TASK BRIEF. Select and copy every line of the items that contains the word "white". Case counts.

******

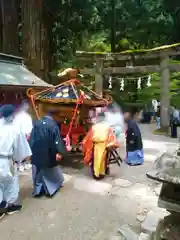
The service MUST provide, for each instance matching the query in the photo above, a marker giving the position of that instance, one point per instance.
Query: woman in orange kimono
(95, 144)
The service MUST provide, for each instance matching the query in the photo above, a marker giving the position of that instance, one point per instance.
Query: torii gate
(160, 54)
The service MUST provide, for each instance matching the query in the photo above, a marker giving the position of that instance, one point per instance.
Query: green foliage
(140, 24)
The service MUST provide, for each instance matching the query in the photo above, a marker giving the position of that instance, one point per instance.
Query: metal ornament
(110, 82)
(149, 81)
(122, 85)
(139, 83)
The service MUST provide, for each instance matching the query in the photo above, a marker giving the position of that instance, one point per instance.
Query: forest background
(47, 34)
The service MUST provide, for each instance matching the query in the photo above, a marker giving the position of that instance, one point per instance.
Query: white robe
(13, 148)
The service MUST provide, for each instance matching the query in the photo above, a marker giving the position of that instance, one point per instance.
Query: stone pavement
(124, 203)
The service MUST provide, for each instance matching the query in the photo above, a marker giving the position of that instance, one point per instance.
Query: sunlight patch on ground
(92, 186)
(149, 158)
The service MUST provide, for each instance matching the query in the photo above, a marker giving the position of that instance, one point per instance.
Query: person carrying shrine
(23, 121)
(115, 119)
(13, 149)
(134, 145)
(47, 149)
(95, 147)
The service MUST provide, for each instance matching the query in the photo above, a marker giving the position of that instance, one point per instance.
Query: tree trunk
(34, 47)
(9, 27)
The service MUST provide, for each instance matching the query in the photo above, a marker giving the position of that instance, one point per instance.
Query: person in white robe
(23, 121)
(13, 148)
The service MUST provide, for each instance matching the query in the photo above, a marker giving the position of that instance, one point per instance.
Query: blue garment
(135, 157)
(135, 153)
(158, 122)
(46, 142)
(46, 181)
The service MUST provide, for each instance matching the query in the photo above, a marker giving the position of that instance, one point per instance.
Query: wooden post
(165, 90)
(99, 77)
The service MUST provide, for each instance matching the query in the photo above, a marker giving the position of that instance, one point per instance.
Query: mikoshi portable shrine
(74, 101)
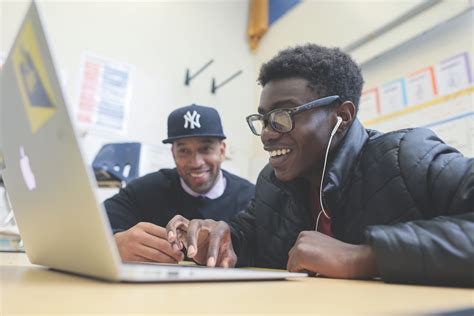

******

WRITTEN SOLUTION.
Query: white robe
Query: person in white robe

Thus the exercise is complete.